* [TEXT PASSAGE]:

* * * * * * *

5
votes

To Developers,

I am doing benchmarks for Azure Data Lake and I am seeing about ~7.5 MB/S for a read of an ADL Store and a write to a VHD all in the same region. This is the case for PowerShell and C# with the code taken from the following examples:

PowerShell Code is from https://azure.microsoft.com/en-us/documentation/articles/data-lake-store-get-started-powershell/ C# Code is from https://azure.microsoft.com/en-us/documentation/articles/data-lake-store-get-started-net-sdk/

Are the above code samples acceptable for a benchmark test or will a new SDK be delivered that will enhance the throughput? Also, are there expected throughput numbers when ADL Store becomes generally available?

Thanks, Marc

2
Since the Azure Data Lake services are still in preview, I don't think that any benchmarks will deliver valid results. That'll change between now and GA anyway. There are also cache mechanisms in place, which will distort your results. As soon as the services are GA, I would be happy if there are benchmarks, like the one you started with.Sascha Dittmann
You also need to consider, that the analytical services will be able to retrieve several blocks simultaneously.Sascha Dittmann
@SaschaDittmann i don't disagree with your premise but i still find OP's question to be valid. OP's question is whether the linked code is worthy to be used in a benchmarking context. Creating a fair benchmark execution path is always non-trivial and warrants raising concerns on whether the code provides an accurate view or misleading view of performance.Chris Marisic
To Sasha and Chris, thanks for the input. Saveen Reddy (MS Azure Data Lake Evangelist) commented that Azure Data Lake Store will be GA'ed Summer-ish 2016. Regards, Marcuser1154422
I totally agree, that this is a valid question - that's why I gave it a +1 - and I've got already some ideas how to setup a benchmark test. As soon as I'm done with my solution, I'm going to post it here.Sascha Dittmann

2 Answers

2
votes

The code provided in the documentation can be used to build benchmark tests. The SDK will go through a few releases and updates prior to Azure Data Lake being generally available. These will include performance improvements in addition to features.

* * * * * * *

* [GOAL OF THE EXERCISE]:
Reproduce word for word the part of the Azure Data Lake benchmark thread starting at "PowerShell Code is" and ending at "becomes generally available?".

* * * * * * *

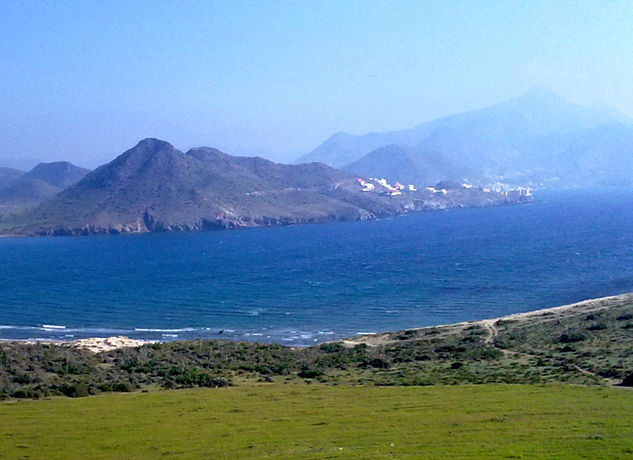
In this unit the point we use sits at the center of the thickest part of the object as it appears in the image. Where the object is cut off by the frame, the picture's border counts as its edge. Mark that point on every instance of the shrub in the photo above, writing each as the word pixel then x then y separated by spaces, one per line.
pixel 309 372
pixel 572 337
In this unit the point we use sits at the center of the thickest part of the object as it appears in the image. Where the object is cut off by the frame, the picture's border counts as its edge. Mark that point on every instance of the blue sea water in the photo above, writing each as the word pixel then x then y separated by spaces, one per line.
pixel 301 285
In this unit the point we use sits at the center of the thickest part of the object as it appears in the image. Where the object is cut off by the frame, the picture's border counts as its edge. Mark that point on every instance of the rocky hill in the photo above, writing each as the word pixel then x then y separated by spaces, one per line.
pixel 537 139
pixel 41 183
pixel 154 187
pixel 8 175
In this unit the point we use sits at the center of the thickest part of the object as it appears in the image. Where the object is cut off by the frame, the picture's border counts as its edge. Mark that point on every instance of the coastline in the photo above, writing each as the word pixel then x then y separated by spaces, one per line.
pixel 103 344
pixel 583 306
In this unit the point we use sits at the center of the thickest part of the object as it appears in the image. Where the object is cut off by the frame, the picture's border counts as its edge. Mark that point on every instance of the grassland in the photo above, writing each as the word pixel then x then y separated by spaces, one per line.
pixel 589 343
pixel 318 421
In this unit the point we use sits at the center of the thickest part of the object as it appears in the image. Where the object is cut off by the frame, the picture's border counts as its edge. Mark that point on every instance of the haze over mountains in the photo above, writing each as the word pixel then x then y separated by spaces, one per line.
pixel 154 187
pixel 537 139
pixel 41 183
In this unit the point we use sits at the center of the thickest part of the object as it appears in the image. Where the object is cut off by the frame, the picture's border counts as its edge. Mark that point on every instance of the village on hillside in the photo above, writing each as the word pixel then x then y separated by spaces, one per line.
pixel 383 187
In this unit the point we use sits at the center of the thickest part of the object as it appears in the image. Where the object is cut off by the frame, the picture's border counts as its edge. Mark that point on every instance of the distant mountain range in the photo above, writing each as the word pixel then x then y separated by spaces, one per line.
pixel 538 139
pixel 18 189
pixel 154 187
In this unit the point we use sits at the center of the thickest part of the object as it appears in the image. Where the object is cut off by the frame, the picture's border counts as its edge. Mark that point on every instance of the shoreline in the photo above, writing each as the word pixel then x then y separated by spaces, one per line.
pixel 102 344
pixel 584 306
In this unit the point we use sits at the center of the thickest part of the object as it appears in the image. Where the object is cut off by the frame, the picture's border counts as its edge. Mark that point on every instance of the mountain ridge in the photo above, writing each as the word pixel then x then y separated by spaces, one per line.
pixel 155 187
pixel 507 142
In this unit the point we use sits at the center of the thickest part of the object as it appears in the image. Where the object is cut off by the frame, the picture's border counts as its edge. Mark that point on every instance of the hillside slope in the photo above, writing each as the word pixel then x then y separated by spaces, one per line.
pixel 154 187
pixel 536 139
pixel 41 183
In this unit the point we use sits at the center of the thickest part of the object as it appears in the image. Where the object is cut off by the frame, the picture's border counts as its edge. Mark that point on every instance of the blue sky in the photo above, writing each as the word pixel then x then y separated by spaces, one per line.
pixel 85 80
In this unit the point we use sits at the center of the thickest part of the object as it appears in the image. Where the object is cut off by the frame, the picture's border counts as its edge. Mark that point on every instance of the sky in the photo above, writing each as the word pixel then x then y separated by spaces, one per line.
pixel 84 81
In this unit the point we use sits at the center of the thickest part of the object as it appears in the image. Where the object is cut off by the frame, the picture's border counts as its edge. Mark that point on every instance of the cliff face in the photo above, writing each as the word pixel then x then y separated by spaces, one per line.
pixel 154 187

* * * * * * *

* [TASK RESPONSE]:
PowerShell Code is from https://azure.microsoft.com/en-us/documentation/articles/data-lake-store-get-started-powershell/ C# Code is from https://azure.microsoft.com/en-us/documentation/articles/data-lake-store-get-started-net-sdk/

Are the above code samples acceptable for a benchmark test or will a new SDK be delivered that will enhance the throughput? Also, are there expected throughput numbers when ADL Store becomes generally available?